Mi padre, Pedro de Borja de Guzmán, y mi madre, Ana Devesa Mestre.

como les sucede a todos los mortales, mi vida comenzó cuando un espermatozoide fecundó a un óvulo. El espermatozoide pertenecía a Pedro Borja de Guzmán, dentista de profesión, natural de Ontinyent, hijo único de Miguel Borja, un bon vivant que se arruinó jugando a las cartas, y de Paquita Guzmán Company, sobrina del arzobispo Company.

El óvulo era propiedad de Ana Devesa Mestre, natural de Oliva e hija de don José Devesa, viudo, abogado y recaudador de contribuciones. Ana era la hija mayor de cinco hermanos y poseía una extraordinaria belleza. El chico había estudiado la carrera en Madrid trabajando, para poder pagarse los estudios, en la clínica del doctor Bernardino Landete, dentista de la familia real.

Comenzó a ejercer su profesión yendo de pueblo en pueblo como los antiguos sacamuelas, pero en vez de viajar en una carreta, lo hacía en una moto de la Panzer Division sacando muelas y poniendo dentaduras postizas. Tenía consulta en Ontinyent, Aielo, Canals? y un buen día alquiló una habitación en casa de los Devesa para pasar consulta en Oliva. No tardó en surgir el amor y, tras un noviazgo rápido, Anita y Pedro se casaron como mandaba la santa madre iglesia y vinieron a vivir a Gandia.

▶ [MATERIAL PROPORCIONADO]:
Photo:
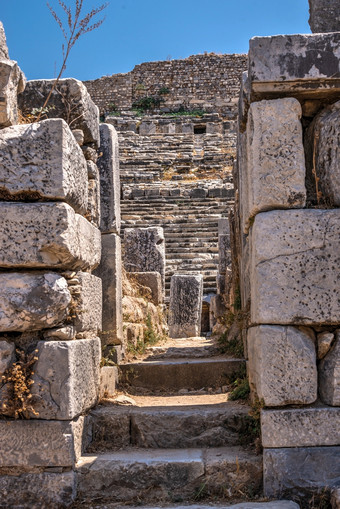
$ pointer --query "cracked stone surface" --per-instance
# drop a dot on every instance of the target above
(32, 301)
(66, 378)
(282, 365)
(43, 160)
(294, 260)
(275, 161)
(46, 235)
(186, 292)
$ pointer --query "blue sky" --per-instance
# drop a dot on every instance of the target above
(138, 31)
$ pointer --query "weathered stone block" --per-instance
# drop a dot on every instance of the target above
(144, 250)
(108, 381)
(41, 235)
(329, 375)
(12, 82)
(324, 153)
(7, 355)
(40, 443)
(110, 272)
(108, 164)
(32, 301)
(275, 176)
(186, 293)
(300, 471)
(88, 303)
(151, 280)
(300, 427)
(70, 100)
(93, 205)
(224, 255)
(43, 160)
(307, 64)
(66, 378)
(3, 44)
(292, 267)
(324, 16)
(282, 365)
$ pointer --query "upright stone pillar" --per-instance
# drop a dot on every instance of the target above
(185, 308)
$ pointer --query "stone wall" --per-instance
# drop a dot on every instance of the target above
(285, 239)
(210, 82)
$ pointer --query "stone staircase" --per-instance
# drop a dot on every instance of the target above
(190, 230)
(181, 442)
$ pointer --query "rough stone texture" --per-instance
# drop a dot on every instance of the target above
(32, 301)
(324, 16)
(144, 250)
(45, 490)
(282, 365)
(71, 102)
(324, 341)
(43, 160)
(42, 235)
(66, 378)
(108, 381)
(300, 427)
(110, 272)
(224, 253)
(3, 44)
(186, 293)
(12, 82)
(93, 206)
(300, 471)
(108, 164)
(7, 355)
(307, 64)
(151, 280)
(294, 255)
(89, 303)
(325, 153)
(40, 444)
(275, 174)
(329, 375)
(335, 500)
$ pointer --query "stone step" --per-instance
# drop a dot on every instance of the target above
(168, 475)
(179, 374)
(174, 425)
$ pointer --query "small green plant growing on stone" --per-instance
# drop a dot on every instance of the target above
(76, 25)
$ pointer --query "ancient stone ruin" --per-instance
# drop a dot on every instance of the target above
(187, 211)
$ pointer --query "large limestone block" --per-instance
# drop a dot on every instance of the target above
(70, 101)
(32, 301)
(144, 250)
(324, 16)
(275, 157)
(41, 235)
(300, 471)
(40, 443)
(12, 82)
(324, 153)
(39, 490)
(300, 427)
(43, 160)
(110, 272)
(66, 378)
(88, 303)
(108, 164)
(306, 64)
(282, 365)
(185, 308)
(3, 44)
(294, 259)
(329, 375)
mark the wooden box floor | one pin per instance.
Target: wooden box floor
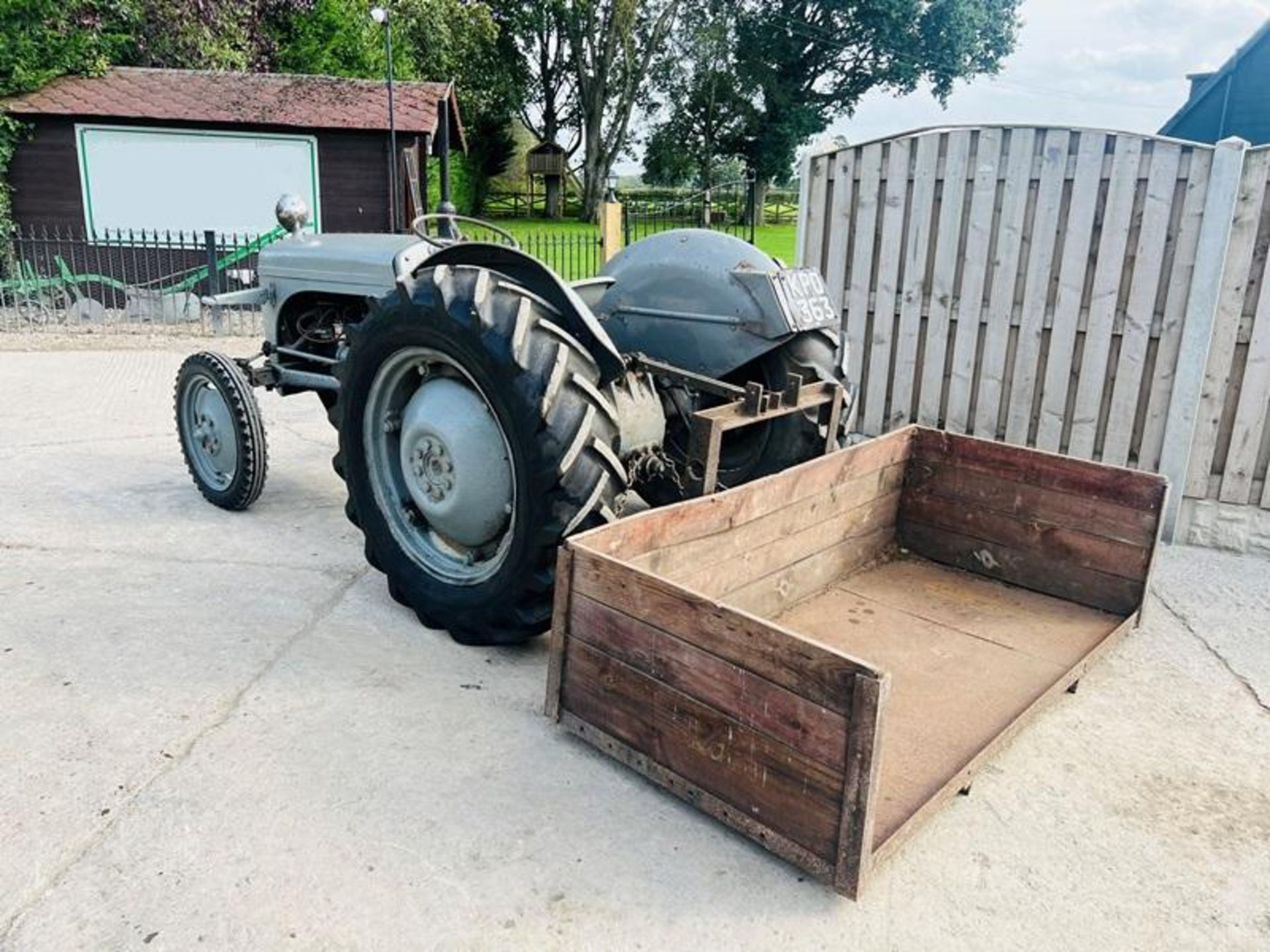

▶ [TAREAS OBLIGATORIAS]:
1. Edita el tramo del relato sobre los orígenes familiares que va desde "Comenzó a ejercer" hasta "vivir a Gandia.". Sustituye "moto" por "motocicleta".
2. Enumera, en el orden en que aparecen, todas las localidades que se nombran en el relato sobre los orígenes familiares. Cita cada una una sola vez.
3. Prolonga el relato sobre los orígenes familiares a partir de su última oración.

▶ [RESULTADOS POR TAREA]:
1.
Comenzó a ejercer su profesión yendo de pueblo en pueblo como los antiguos sacamuelas, pero en vez de viajar en una carreta, lo hacía en una motocicleta de la Panzer Division sacando muelas y poniendo dentaduras postizas. Tenía consulta en Ontinyent, Aielo, Canals? y un buen día alquiló una habitación en casa de los Devesa para pasar consulta en Oliva. No tardó en surgir el amor y, tras un noviazgo rápido, Anita y Pedro se casaron como mandaba la santa madre iglesia y vinieron a vivir a Gandia.

2. Ontinyent, Oliva, Madrid, Aielo, Canals, Gandia

3.
Tras gozar los placeres del amor, a los nueve meses exactos, el 13 de marzo de 1935, me presenté yo. Pero, curiosamente, en ese momento mi madre no estaba en casa. Había ido a la peluquería de Carmeta a hacerse la permanente porque era muy presumida y deseaba estar guapa para dar a luz. Al salir de la peluquería, se encontró con una amiga de Oliva que le soltó de buenas a primeras:

Anita, què guapa el vec! Per què no aprofites i vas a fer-te la foto per a la làpida?

A mi madre casi le da un soponcio y llegó a casa muy muy nerviosa. Se tomó una tila y una cucharadita de agua de azahar, me dio el pecho por primera vez y se durmió.

Mi madre, como su hermana Amparo, tenía pánico a las tormentas. Todavía la recuerdo muerta de miedo, musitando esta oración:

«L'espirit sant no pot dormir, perquè veu eixos tres núvols, un de pedra, un de foc i un de la mala ventura, que no em faça mal a mí i a ninguna criatura». Mientras, mi padre, para tranquilizarla, le decía que los truenos eran los pedos que se tiraban los ángeles.

A la hora de bautizarme, mi madre quiso que fuera en la pila bautismal de san Francisco de Borja porque, según la leyenda, los allí bautizados no podían morir a causa del rayo. Cuando el cura retiró la tapa de madera que cubría la pila de agua bendita, apareció un ratoncito muerto flotando en el agua. Mis tías Amparo, Luisa y María no pudieron evitar un grito de espanto y mi madre se negó a que me bautizaran con aquella agua.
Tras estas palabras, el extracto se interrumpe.